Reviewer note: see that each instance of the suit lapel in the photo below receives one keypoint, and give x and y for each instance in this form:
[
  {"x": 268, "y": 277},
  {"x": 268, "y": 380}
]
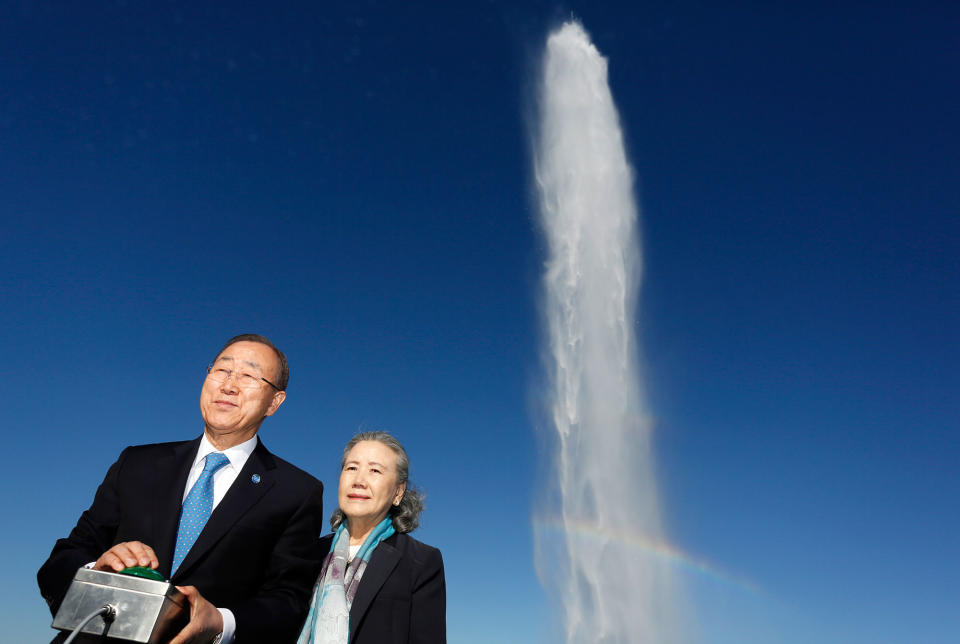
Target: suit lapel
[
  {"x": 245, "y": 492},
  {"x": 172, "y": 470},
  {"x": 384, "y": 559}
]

---

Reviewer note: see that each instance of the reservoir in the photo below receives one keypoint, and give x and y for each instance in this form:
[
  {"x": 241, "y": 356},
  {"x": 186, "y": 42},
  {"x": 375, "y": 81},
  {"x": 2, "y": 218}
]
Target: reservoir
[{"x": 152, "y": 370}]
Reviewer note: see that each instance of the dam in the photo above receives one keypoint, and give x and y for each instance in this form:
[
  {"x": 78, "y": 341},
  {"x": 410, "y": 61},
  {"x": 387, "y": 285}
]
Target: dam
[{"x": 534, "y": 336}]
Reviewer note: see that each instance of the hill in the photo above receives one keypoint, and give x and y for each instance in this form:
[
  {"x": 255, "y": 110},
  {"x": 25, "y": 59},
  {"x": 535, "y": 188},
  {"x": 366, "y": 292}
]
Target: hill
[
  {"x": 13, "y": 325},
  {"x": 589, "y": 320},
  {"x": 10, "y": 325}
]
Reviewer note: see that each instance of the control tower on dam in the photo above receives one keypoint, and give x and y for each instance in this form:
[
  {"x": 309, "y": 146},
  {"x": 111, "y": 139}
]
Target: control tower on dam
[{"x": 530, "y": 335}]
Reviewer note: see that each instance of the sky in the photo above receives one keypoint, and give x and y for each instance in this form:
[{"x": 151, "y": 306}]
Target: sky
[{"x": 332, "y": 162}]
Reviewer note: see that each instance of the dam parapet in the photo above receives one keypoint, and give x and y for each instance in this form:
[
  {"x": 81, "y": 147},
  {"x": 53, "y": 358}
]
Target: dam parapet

### WHAT YOU WILL DO
The word "above" appears in some lines of the data. Copy every one of those lines.

### THE ANSWER
Reviewer note: see that each instance of the dam in the photo above receives one keypoint, and give x and y for each instance in this form:
Reviewer note: see that each instance of the hill in the photo above receives one keypoint, and give x and y for each instance in this form:
Reviewer note: see that each instance of the control tower on dam in the photo above receives one keypoint, and give x and y for each instance in this form:
Reviewer note: see that each instance of the sky in the photo above receives one keypoint, and give x and y for each instance in this form:
Reviewer note: see that each instance of the dam parapet in the photo above receives one keypoint, and give x and y for each instance in this form:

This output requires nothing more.